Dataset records
•••••
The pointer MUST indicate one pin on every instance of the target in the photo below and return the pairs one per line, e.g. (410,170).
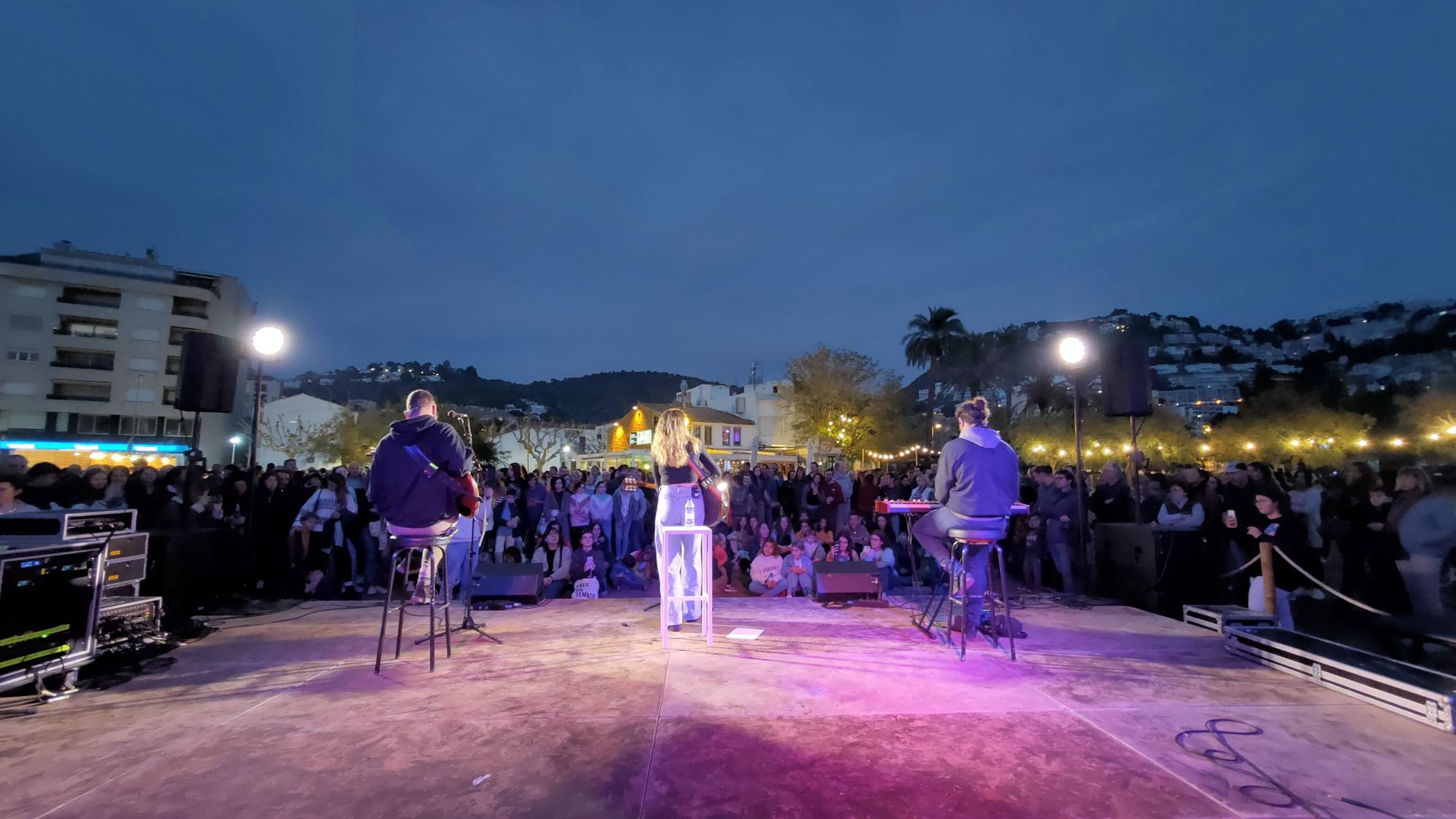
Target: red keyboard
(905,506)
(927,506)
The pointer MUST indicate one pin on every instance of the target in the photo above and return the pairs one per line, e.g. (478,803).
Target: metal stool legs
(439,587)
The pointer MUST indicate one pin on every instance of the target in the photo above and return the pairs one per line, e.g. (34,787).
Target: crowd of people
(289,531)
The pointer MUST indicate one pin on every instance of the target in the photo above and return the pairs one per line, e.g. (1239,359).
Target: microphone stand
(472,557)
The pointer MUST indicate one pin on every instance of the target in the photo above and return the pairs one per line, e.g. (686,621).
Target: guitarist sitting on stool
(978,477)
(422,478)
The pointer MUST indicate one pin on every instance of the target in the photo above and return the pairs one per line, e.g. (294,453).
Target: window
(178,427)
(90,296)
(97,424)
(20,420)
(79,391)
(133,426)
(85,359)
(84,327)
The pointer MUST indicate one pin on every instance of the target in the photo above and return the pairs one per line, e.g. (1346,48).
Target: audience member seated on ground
(765,571)
(636,570)
(555,560)
(825,534)
(11,497)
(799,571)
(885,560)
(1179,510)
(590,563)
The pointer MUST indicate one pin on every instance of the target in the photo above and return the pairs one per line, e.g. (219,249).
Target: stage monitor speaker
(1128,384)
(851,580)
(521,582)
(207,381)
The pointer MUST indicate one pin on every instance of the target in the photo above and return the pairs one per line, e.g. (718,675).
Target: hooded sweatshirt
(401,491)
(979,474)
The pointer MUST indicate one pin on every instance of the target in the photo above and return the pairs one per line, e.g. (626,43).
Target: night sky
(539,189)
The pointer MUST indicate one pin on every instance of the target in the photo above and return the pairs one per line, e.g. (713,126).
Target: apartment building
(92,349)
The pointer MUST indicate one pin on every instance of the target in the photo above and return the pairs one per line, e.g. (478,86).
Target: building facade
(92,353)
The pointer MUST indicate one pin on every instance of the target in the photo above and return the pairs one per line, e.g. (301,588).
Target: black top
(663,474)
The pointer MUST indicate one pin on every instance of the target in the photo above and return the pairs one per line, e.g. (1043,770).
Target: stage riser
(1412,691)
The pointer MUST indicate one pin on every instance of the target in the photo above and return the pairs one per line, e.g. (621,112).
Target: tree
(842,400)
(933,339)
(544,440)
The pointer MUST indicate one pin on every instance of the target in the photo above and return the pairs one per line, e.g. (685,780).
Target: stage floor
(828,713)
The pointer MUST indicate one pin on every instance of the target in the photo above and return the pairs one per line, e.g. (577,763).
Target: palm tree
(933,337)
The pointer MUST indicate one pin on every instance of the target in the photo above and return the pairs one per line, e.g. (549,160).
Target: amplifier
(521,582)
(848,580)
(126,621)
(1412,691)
(130,570)
(123,547)
(52,526)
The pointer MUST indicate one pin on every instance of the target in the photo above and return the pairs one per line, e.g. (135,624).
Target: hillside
(595,398)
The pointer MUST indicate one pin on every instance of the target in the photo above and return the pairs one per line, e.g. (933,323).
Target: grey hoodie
(979,474)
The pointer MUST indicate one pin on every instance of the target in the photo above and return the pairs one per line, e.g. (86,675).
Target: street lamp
(267,344)
(1074,355)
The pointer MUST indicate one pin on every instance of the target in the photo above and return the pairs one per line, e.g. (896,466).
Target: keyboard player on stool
(979,477)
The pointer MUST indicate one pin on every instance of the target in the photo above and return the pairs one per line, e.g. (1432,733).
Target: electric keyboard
(928,506)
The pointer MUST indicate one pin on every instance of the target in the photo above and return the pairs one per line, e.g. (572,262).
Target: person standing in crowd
(628,513)
(1428,534)
(1179,510)
(11,491)
(978,475)
(675,452)
(1112,500)
(1278,525)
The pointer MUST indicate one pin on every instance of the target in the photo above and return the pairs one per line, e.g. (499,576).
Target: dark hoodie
(401,491)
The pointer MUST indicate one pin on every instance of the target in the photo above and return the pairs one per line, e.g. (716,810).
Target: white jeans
(1282,612)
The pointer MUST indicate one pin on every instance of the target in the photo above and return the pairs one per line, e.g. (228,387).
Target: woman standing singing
(676,486)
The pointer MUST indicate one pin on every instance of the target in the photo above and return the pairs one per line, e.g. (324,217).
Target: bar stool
(981,532)
(704,548)
(405,548)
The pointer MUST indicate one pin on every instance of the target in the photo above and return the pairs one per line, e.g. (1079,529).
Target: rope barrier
(1313,579)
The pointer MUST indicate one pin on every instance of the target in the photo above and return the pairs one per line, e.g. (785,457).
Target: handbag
(716,503)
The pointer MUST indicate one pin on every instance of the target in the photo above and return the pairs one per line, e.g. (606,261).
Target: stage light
(1072,350)
(269,341)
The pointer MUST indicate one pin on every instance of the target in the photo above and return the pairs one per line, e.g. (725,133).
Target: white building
(92,352)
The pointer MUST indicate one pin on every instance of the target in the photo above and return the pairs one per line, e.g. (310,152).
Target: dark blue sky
(539,189)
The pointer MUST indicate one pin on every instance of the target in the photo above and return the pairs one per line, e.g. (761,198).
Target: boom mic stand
(472,557)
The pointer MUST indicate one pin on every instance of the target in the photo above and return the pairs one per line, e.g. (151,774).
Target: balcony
(90,298)
(190,308)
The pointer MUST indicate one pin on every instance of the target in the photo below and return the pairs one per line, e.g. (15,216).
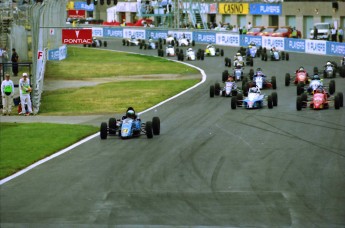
•••••
> **Written task**
Could you repeat the records word for word, starting at the line that contains "line, e.g. (606,261)." and continuing through the end of the records, with both ends included and the pictures left out?

> **The response**
The pointer MUST indicate one pin on every instance of the target in the photo above and return the pairs one per line, e.g. (606,261).
Target: stage light
(1072,350)
(269,341)
The pointer MUST indicate one pin on every instance of the target in the photo above and return the pairs one per line, e.g. (725,133).
Target: white building
(92,352)
The pointer MUST indicate one pin on every instance of the target in the photo above and return the pairs one per line, e.g. (310,152).
Target: dark blue sky
(539,189)
The pointer MUST indicate one pin on every instance of the target in the photo above and return the pairs one per line, e.g. (761,198).
Target: boom mic stand
(472,557)
The pointer MUST indicate one pin on every instance of the target in the photo above and return the pairs one per line, e.g. (151,774).
Target: balcony
(90,298)
(190,308)
The pointer MUST indicate one pin on every instance of the target in the photo below and return the pairs one per line, e.g. (15,216).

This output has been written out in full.